A block of data:
───

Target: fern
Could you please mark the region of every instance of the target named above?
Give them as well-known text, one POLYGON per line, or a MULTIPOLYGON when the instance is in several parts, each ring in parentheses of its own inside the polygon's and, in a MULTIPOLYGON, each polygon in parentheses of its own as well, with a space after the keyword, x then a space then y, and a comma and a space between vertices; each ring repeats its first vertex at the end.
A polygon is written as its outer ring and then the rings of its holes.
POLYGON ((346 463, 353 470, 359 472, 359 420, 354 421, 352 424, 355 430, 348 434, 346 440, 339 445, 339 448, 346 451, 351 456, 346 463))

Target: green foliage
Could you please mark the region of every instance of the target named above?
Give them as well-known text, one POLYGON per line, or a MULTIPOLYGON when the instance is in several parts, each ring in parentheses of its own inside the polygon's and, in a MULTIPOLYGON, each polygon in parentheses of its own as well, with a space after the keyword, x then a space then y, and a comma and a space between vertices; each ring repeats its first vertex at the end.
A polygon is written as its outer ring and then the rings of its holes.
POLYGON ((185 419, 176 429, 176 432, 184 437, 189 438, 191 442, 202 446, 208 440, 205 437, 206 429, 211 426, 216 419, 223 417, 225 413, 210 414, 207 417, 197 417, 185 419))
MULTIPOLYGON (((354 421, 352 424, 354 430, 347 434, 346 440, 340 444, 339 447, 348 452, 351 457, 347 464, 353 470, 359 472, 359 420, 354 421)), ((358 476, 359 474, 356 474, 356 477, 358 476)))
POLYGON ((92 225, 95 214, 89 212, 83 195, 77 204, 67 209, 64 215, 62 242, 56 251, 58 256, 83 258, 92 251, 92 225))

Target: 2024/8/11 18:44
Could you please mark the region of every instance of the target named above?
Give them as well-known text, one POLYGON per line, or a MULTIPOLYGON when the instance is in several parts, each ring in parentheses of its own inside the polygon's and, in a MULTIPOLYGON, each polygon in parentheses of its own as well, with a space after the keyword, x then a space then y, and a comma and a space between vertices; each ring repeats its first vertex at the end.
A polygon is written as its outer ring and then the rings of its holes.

───

§ **GIVEN EXERCISE**: Please rewrite all the items above, changing "outer ring" to "exterior ring" and leaving the rest unchanged.

§ **OUTPUT FOR THIS TASK**:
Target: fern
Could you please mark the region of every instance of the target named above?
Give them as well-known text, one POLYGON per line, or a MULTIPOLYGON when the instance is in several parts, each ring in parentheses of its own inside the polygon's and, in a MULTIPOLYGON, each polygon in parentheses of its own as well, with a space after the keyword, x then a space then y, and a comma and a space between vertices; each ring repeats its first vertex at the end.
A polygon is written as its exterior ring and then the rings of its holes.
POLYGON ((346 463, 353 470, 359 472, 359 420, 354 421, 352 424, 355 430, 348 434, 346 440, 339 445, 339 448, 346 451, 351 456, 346 463))

Target: green foliage
Could you please mark the region of every instance of the target named above?
Give them as well-known text, one POLYGON per line, or a MULTIPOLYGON when the instance is in several parts, each ring in parentheses of its own inside the polygon's and, in a MULTIPOLYGON, each polygon in parentheses of its own as well, with a space after the keyword, x then a space then y, and a comma and a space between vertices; each ring repeats its first vertex at the end.
A polygon is written as its exterior ring and then the rings of its holes.
POLYGON ((185 419, 176 429, 176 432, 184 437, 189 438, 191 442, 202 446, 208 440, 205 437, 206 429, 211 426, 216 419, 223 417, 225 413, 210 414, 207 417, 197 417, 185 419))
MULTIPOLYGON (((354 421, 352 424, 354 430, 347 434, 346 440, 340 444, 339 447, 348 452, 351 457, 347 464, 353 470, 359 472, 359 420, 354 421)), ((358 476, 359 474, 356 474, 356 477, 358 476)))
POLYGON ((92 225, 95 214, 89 212, 83 195, 77 204, 67 209, 64 215, 62 242, 56 251, 58 256, 83 258, 92 251, 92 225))

Target: 2024/8/11 18:44
Could you please mark the region of every instance of the target named above?
Give them as well-known text, one POLYGON per line, or a MULTIPOLYGON when the instance is in several parts, each ring in parentheses of its own inside the polygon's and, in a MULTIPOLYGON, each polygon in parentheses of its own as well, with a space after the keyword, x then a space then y, and a comma and a space between vertices; each ring repeats its first vertex at the end.
A polygon is written as its exterior ring and then the rings of its holes.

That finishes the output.